После смерти жены Г. Александров прожил ещё восемь с половиной лет. Он пережил смерть своего сына — бывшего Дугласа, а теперь Василия Александрова, которому было всего 50 лет, — и оформил брак с его женой Галиной, для того чтобы оставить ей своё немалое наследство. В 1983 году (вместе с режиссёром Е. Михайловой) он успел сделать документальный фильм «Любовь Орлова», после выхода которого, видимо, посчитал свою миссию на земле выполненной. 16 декабря того же года он скончался в возрасте 80 лет. Похоронили его на Новодевичьем кладбище, рядом с могилой Л. Орловой.
P.S. Галина Александрова умерла в начале 90-х годов. После её смерти дача Л. Орловой и Г. Александрова во Внукове была продана посторонним людям. То же самое произошло и с их квартирой на Большой Бронной — теперь там офис иностранной фирмы. Что касается единственного наследника «звёздной» четы — Григория Александрова-младшего, — то он, по слухам, проживает в Париже.
Борис Чирков
Борис Петрович Чирков родился 13 августа 1901 года в городке Нолинске Вятской губернии. «Городок наш был маленький, в стороне от железной дороги — глухой уголок. Теперь даже и представить себе трудно, каким захолустным мог быть центр уезда… Даже электричества мы у себя не видели. Только почтовая пара привозила письма и газеты два раза в неделю…» — вспоминал Чирков.
В семилетнем возрасте Чирков пошёл учиться в местную школу второй ступени. Когда он учился в старших классах, отец внезапно решил привлечь его к театральной самодеятельности. Сам он давно играл в театральных постановках местного Общества любителей драматического искусства, вот и решил приобщить к этому делу и сына. Поначалу юный Боря работал в будке суфлёра, но затем ему стали доверять и небольшие эпизодические роли. Позднее он вспоминал: «Когда у себя дома, в Нолинске, я часто и с удовольствием играл в любительских спектаклях, то никогда и в мыслях у меня не было, что смогу стать настоящим, профессиональным актёром. Для этого надо ведь иметь и подлинный талант, и выразительную внешность, и много ещё всяческих свойств и достоинств, которым у меня и взяться-то было неоткуда…»
Весной 1919 года, закончив школу, Чирков стал ждать повестки в армию, однако судьба оказалась к нему более благосклонна. Вместе с двенадцатью другими выпускниками школы он был отправлен на срочные педагогические курсы в родном Нолинске. К сентябрю учёба закончилась, и выпускники приступили к работе в школах.

● ● ●

◆ Используя сведения
a. Перепишите фрагмент отрывка об Александрове и Чиркове от «P.S. Галина Александрова» до «проживает в Париже.», заменив «Большой Бронной» на «Тверской».
b. Допишите продолжение отрывка об Александрове и Чиркове, начиная после его последнего предложения.
Перечень ниже — самостоятельный материал, к отрывку он не относится.

● ● ●

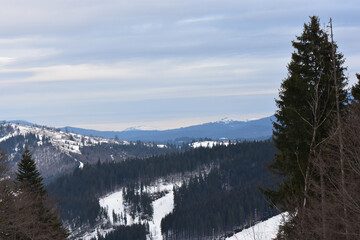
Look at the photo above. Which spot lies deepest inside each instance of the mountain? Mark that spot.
(225, 129)
(56, 152)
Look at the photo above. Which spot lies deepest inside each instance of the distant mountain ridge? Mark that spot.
(225, 129)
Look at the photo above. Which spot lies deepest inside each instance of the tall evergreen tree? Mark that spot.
(355, 90)
(31, 191)
(306, 108)
(28, 174)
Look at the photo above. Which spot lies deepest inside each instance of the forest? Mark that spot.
(240, 166)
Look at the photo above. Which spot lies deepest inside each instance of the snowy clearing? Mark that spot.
(266, 230)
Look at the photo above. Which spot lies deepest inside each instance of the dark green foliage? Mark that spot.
(226, 197)
(355, 90)
(28, 214)
(78, 192)
(28, 174)
(133, 232)
(306, 107)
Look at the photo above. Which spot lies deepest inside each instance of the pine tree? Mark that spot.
(355, 90)
(28, 174)
(306, 108)
(31, 191)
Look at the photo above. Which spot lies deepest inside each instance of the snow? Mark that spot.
(162, 207)
(208, 144)
(67, 142)
(265, 230)
(81, 166)
(114, 202)
(161, 146)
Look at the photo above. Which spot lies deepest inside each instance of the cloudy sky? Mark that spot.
(114, 64)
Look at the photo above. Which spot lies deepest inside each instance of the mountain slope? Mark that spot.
(56, 152)
(242, 130)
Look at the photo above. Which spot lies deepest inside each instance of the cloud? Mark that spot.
(61, 54)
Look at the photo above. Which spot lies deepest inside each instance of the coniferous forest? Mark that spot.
(241, 164)
(309, 169)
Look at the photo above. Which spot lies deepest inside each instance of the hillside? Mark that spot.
(57, 152)
(226, 129)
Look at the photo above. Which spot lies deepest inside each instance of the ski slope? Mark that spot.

● ● ●

◆ Ответы по номерам
a.
P.S. Галина Александрова умерла в начале 90-х годов. После её смерти дача Л. Орловой и Г. Александрова во Внукове была продана посторонним людям. То же самое произошло и с их квартирой на Тверской — теперь там офис иностранной фирмы. Что касается единственного наследника «звёздной» четы — Григория Александрова-младшего, — то он, по слухам, проживает в Париже.

b.
Той же осенью Чирков и несколько его товарищей решили создать при Народном доме театральную студию. Первым спектаклем новорождённой студии, получившей затем название Нолинский культурно-просветительный отряд, стал «Недоросль» Фонвизина.
Осенью 1921 года Чирков с несколькими товарищами решает отправиться на учёбу в Петроград. Шесть суток они ехали до «колыбели революции» и все вместе поступили в политехнический институт. Однако после нескольких месяцев обучения наш герой внезапно понял, что точные науки совершенно не его стезя. Надо было определяться с выбором другой профессии. Но какой? И тут на помощь пришли друзья. Сам он так вспоминал об этом: «Мою участь решили Серёжка Кадесников и Алёшка Зонов, сами, безо всякого моего участия. Через некоторое время они мне объявили, что мне предстоит экзамен в только что учреждённый Институт сценических искусств. Я опускаю период выяснения отношений между нами, слабую мою борьбу за собственную эмансипацию, за то, что я сам буду решать свою судьбу. Дело кончилось тем, что я принялся готовиться к испытанию моих театральных возможностей и способностей. Я старательно повторял отрывок из „Мёртвых душ“, учил басни Крылова и с упоением декламировал зачитанное, истрёпанное по концертам и любительским выступлениям весьма драматическое стихотворение Мережковского „Сакья Муни“. Через несколько дней подготовка была закончена, но, когда Серёга объявил, что завтра он будет сопровождать меня на экзамен, я понял, что ни внутренне, ни внешне не приспособлен к такому роду деятельности, к которому меня решили определить мои товарищи».